# Möglicherweise eine neue Art von Dialern



## Anonymous (28 November 2003)

Unter http://www.internetfallen.de/Aktuell/a9/a9.html bzw. im Nachbarforum von Dialerschutz.de ist die Rede von einem Dialer, der statt Mehrwertnummern angeblich Satellitennummern wählt. Wenn das stimmt, dann halte ich das für eine bodenlose Frechheit, da dadurch diverse Sperren "ausgehebelt" werden und Satellitennummern für die Kommunikation und nicht für solche Zwecke gedacht sind. Hat irgendjemand die Möglichkeit den Wahrheitsgehalt des Berichts zu verifizieren?

Sollte es stimmen, müssten sofort rechtliche Schritte eingeleitet werden.


Zitat Anfang:

http://www.internetfallen.de/Aktuell/a9/a9.html



> Neuer Dialer wählt Satellitennummer !!
> 
> Wieder ist ein neuer Abzockerdialer aufgetaucht:
> 
> ...


----------



## Anonymous (28 November 2003)

Gast schrieb:
			
		

> Hat irgendjemand die Möglichkeit den Wahrheitsgehalt des Berichts zu verifizieren?

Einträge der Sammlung
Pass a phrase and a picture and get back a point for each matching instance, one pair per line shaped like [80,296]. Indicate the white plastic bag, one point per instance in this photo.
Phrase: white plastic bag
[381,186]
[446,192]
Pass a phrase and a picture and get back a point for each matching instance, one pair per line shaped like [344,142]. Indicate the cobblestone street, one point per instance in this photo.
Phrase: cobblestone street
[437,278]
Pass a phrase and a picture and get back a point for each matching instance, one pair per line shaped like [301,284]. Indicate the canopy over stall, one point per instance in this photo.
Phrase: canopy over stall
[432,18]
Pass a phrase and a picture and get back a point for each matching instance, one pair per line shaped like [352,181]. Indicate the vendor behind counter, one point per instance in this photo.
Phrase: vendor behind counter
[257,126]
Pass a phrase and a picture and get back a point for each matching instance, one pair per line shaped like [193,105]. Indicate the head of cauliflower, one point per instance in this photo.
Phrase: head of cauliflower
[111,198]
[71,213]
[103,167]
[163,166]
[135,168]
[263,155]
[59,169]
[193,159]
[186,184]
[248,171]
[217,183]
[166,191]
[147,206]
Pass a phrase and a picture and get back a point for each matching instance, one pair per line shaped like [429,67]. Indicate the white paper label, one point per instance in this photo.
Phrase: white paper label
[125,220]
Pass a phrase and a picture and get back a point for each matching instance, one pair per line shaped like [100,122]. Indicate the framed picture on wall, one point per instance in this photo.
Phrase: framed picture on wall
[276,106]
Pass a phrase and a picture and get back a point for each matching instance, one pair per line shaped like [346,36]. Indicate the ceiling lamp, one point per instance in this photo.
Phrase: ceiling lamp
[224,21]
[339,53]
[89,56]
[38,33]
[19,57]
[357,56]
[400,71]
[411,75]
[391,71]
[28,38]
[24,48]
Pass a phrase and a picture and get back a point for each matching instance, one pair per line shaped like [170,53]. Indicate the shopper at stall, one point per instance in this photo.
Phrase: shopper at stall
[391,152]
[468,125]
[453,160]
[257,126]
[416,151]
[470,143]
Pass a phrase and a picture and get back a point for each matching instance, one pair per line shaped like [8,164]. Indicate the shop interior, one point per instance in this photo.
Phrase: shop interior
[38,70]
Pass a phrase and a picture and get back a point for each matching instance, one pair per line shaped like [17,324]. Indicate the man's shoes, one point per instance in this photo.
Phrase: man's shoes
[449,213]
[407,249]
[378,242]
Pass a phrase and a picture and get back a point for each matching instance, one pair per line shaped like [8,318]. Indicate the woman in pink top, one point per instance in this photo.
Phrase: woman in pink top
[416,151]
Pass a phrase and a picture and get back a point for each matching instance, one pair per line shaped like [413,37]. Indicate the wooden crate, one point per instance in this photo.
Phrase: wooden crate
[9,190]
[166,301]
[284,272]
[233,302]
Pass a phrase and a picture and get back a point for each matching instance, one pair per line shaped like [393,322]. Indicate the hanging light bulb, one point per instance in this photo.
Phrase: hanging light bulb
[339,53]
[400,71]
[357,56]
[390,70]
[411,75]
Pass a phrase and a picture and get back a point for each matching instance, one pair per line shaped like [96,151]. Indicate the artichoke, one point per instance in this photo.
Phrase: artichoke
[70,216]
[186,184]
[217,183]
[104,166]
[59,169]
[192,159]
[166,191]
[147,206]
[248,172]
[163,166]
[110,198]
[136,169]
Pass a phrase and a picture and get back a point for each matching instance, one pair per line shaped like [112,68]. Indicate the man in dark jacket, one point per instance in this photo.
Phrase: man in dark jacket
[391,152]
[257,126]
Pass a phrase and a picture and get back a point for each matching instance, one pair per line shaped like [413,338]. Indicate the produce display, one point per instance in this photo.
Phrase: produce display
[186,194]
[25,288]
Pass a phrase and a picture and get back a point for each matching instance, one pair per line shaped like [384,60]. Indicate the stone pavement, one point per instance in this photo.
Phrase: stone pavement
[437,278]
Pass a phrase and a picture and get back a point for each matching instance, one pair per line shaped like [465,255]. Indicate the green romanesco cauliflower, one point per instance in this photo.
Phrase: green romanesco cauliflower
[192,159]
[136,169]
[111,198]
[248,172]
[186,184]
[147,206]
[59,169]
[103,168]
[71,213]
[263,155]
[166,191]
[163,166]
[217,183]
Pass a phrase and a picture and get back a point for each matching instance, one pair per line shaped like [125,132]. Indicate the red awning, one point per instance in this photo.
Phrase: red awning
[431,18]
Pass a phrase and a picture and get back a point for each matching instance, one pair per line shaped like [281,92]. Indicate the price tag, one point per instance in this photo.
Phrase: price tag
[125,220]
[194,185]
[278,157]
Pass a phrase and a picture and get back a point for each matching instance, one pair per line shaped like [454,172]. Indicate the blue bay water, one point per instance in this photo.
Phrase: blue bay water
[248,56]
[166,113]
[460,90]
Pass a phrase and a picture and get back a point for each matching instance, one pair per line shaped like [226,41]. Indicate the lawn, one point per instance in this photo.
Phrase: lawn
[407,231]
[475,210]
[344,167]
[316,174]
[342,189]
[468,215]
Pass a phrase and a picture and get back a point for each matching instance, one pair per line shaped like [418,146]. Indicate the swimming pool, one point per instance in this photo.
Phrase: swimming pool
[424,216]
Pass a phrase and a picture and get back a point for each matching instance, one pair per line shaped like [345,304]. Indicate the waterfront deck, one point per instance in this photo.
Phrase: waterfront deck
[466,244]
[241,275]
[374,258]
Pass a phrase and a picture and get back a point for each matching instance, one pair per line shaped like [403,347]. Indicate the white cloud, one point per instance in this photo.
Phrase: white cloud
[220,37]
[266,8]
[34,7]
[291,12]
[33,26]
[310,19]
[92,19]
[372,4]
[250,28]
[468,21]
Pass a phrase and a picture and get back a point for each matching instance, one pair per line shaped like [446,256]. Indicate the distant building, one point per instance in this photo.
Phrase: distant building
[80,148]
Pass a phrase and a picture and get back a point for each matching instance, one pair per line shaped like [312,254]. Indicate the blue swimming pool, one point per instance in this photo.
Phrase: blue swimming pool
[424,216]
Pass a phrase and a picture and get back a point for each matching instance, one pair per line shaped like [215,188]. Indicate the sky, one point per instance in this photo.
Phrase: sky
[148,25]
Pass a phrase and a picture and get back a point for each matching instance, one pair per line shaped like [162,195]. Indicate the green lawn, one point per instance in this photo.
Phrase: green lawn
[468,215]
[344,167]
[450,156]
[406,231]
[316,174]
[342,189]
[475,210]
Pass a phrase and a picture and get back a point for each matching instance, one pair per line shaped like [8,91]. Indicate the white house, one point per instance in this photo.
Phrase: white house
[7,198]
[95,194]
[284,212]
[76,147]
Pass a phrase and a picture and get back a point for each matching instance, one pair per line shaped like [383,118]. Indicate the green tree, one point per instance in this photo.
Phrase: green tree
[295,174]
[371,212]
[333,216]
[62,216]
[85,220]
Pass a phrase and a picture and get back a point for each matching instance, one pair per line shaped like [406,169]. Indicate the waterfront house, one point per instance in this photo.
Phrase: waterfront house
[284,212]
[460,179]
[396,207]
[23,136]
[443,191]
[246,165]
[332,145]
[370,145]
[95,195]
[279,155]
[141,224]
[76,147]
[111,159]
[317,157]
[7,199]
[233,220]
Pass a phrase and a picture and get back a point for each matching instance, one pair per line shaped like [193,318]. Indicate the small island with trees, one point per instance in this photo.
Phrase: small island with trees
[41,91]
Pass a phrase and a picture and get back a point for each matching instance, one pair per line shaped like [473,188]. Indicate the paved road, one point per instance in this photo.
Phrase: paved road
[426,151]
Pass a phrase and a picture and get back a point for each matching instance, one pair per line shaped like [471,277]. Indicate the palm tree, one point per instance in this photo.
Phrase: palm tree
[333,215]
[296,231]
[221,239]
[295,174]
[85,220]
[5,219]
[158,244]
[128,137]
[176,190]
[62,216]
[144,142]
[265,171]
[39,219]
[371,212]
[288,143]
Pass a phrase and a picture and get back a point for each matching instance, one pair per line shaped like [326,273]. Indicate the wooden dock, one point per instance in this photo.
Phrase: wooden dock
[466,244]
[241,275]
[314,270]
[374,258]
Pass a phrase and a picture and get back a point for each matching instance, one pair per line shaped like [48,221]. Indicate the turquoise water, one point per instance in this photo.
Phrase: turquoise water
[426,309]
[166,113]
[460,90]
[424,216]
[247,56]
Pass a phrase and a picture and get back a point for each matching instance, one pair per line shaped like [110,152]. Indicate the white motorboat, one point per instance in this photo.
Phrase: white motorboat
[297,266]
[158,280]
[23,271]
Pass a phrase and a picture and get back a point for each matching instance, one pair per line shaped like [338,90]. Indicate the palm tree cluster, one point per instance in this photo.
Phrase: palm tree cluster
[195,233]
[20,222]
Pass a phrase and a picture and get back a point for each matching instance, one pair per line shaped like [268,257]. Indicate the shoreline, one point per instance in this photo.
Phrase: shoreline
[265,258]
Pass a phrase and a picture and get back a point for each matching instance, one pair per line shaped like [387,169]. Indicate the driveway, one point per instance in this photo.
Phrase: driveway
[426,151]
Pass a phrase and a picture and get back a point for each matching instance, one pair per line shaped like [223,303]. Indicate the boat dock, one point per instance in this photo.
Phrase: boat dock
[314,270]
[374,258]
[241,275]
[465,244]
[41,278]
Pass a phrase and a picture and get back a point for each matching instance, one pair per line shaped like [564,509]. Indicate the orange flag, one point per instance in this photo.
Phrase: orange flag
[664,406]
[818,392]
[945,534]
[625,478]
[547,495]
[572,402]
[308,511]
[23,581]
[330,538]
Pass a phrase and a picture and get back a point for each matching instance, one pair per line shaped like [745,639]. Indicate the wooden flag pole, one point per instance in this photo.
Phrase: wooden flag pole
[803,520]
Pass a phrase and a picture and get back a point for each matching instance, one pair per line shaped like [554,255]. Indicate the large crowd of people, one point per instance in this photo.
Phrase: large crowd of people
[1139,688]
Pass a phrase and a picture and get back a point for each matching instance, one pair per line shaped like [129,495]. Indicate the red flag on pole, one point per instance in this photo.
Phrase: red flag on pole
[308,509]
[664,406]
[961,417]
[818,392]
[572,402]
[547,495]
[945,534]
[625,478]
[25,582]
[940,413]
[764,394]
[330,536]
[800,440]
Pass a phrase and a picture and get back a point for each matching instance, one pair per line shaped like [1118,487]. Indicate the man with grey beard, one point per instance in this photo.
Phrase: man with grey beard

_ZIEL DER AUFGABE_
Beantworte zum Forenthread über die neue Art von Dialern diese Fragen:
(a) Welche Nummern wählt der Dialer angeblich statt Mehrwertnummern?
(b) Was müsste laut dem ersten Beitrag sofort geschehen, falls der Bericht stimmt?
(c) Wie lautet die Überschrift des zitierten Berichts?

_ERGEBNIS_
(a) Satellitennummern
(b) Es müssten rechtliche Schritte eingeleitet werden.
(c) „Neuer Dialer wählt Satellitennummer !!“